■ WRITTEN REQUEST 1:
Answer these questions about the Archivematica troubleshooting excerpt:
(a) What setting should the "DEBUG" flag be changed to?
(b) What does the numeral inside the red circle on a tab indicate?
(c) On vagrant, where should the archivematica-devtools repository be cloned?
>> start EXCERPT
SSH to the Archivematica server
With your preferred text editor, open the dashboard settings file (vim shown in example; Note that you must use sudo to edit this file):
sudo vim /usr/share/archivematica/dashboard/settings/common.py
Change the “DEBUG” flag from “False” to “True”
DEBUG = True
Save the fileservices
sudo apache2ctl restart
Reload the dashboard page reporting the error in your browse
Debug or report error
Restore DEBUG to False and restart Apache to turn error reporting off again
Resolve hanging decisions¶
“My Transfer or Ingest tab has a red circle indicating that a decision is awaiting user input, but there are no decisions to be made on the screen. How do I get rid of the red circle?”
Any time a decision in the Transfer or Ingest tab is awaiting user input, Archivematica visually indicates the need for user input by placing a red circle on the tab. The numeral inside the circle indicates how many decisions are awaiting user input on the tab.
It is possible to remove transfers or SIPs from the Transfer or Ingest tab without resolving a decision, which results in the red circle remaining even if there is no decision awaiting user input on the tab. While this isn’t a critical issue, it is annoying. To get rid of the red circle, you need to use a command line tool to resolve the user input first and then either complete or reject the transfer/SIP. In the Archivematica source code, there is a python module containing an RPC client that can give you information about the transfers and SIPs that you have in your dashboard. It also allows you to add user inputs, as an alternative to using the dashboard.
The tool that is currently being used for this workflow, mcp-rpc-cli, may be deprecated or replaced in future releases. These instructions are accurate as of Archivematica 1.7.2.
These instructions work on Archivematica 1.7.x, deployed on either CentOS or Ubuntu via ansible or RPMs. If you are using this tool on a vagrant deployment, please note the specific instructions related to vagrant. For more information about installation methods, please see Installing Archivematica.
Clone the archivematica-devtools repository into your Archivematica source repository and follow the installation instructions found within the repository. On Ubuntu or CentOS, clone the repository to /opt/archivematica. On vagrant, clone the repository to /vagrant/src/. You should be able to access the devtools by running the am command.
Navigate to the Archivematica MCP Client directory and start the mcp-rpc-cli.
>> end EXCERPT
>> start EXTRACTED RECORDS
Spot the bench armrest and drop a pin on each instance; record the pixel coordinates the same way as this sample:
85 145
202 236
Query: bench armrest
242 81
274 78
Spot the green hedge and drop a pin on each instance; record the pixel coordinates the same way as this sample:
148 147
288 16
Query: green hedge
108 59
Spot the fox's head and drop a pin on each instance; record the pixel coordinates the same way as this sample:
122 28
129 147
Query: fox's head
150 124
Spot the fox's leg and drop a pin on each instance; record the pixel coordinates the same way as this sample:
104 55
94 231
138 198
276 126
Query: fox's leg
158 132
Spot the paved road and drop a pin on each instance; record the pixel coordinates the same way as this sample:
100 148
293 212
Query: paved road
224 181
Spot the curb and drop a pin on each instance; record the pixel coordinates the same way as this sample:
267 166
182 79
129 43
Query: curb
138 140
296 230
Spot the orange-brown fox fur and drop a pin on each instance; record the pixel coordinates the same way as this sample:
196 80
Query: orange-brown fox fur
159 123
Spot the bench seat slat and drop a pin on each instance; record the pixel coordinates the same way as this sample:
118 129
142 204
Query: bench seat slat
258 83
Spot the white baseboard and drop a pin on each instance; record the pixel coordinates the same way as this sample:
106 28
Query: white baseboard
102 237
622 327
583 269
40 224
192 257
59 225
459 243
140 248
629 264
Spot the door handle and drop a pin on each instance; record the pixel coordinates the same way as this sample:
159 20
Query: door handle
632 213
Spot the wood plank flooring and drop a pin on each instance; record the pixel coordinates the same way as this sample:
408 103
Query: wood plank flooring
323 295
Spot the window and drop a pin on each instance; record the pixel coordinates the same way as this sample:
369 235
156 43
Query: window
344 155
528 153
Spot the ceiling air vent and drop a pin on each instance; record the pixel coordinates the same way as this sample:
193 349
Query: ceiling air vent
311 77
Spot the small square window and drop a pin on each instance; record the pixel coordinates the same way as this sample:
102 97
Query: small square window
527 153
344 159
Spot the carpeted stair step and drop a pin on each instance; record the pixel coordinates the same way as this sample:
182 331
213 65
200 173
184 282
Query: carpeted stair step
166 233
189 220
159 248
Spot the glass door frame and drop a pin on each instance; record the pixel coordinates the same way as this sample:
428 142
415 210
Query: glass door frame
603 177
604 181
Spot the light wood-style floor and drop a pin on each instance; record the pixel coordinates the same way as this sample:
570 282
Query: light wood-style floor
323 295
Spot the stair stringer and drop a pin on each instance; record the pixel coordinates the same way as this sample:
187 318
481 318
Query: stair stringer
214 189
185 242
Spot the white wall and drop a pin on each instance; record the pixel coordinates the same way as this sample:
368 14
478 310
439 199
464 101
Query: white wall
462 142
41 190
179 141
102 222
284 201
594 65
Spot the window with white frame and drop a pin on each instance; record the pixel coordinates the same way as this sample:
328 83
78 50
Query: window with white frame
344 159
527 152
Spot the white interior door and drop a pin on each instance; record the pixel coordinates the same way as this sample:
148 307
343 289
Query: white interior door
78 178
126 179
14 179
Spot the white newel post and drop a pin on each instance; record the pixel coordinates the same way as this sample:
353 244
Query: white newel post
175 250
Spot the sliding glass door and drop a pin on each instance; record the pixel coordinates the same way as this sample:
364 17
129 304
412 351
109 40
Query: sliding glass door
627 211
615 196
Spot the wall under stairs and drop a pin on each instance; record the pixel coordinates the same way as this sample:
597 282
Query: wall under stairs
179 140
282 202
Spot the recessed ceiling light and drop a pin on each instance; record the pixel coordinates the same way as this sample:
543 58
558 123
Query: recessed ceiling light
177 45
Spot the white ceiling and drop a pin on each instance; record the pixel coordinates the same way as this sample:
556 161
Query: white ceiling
>> end EXTRACTED RECORDS
■ WRITTEN REQUEST 2: Write out the records again word for word, from the line holding "Spot the white newel" through the end of the records, both included.

■ WRITTEN RESPONSE 1:
(a) True
(b) How many decisions are awaiting user input on the tab
(c) /vagrant/src/

■ WRITTEN RESPONSE 2:
Spot the white newel post and drop a pin on each instance; record the pixel coordinates the same way as this sample:
353 244
Query: white newel post
175 250
Spot the sliding glass door and drop a pin on each instance; record the pixel coordinates the same way as this sample:
364 17
129 304
412 351
109 40
Query: sliding glass door
627 211
615 196
Spot the wall under stairs and drop a pin on each instance; record the pixel coordinates the same way as this sample:
597 282
Query: wall under stairs
179 140
282 202
Spot the recessed ceiling light and drop a pin on each instance; record the pixel coordinates the same way as this sample:
543 58
558 123
Query: recessed ceiling light
177 45
Spot the white ceiling and drop a pin on each instance; record the pixel coordinates the same way as this sample:
556 161
Query: white ceiling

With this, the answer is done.